_WORK TASK:_
Using the data below, repeat all of it precisely.

_DATA PROVIDED:_
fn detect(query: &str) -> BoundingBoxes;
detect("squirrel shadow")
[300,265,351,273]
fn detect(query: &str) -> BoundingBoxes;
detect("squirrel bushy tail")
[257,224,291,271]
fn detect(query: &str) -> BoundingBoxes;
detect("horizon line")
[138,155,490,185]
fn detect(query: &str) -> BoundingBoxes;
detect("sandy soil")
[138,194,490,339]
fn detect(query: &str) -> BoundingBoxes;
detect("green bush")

_YOUR SOLUTION:_
fn detect(query: &str) -> BoundingBoxes;
detect("squirrel shadow")
[300,265,351,273]
fn detect(query: &str) -> BoundingBoxes;
detect("squirrel bushy tail")
[257,224,291,271]
fn detect(query: &str) -> BoundingBoxes;
detect("horizon line")
[138,155,490,185]
fn detect(query: &str) -> BoundingBoxes;
detect("sandy soil")
[138,194,490,339]
fn detect(query: &str) -> BoundingBoxes;
detect("green bush")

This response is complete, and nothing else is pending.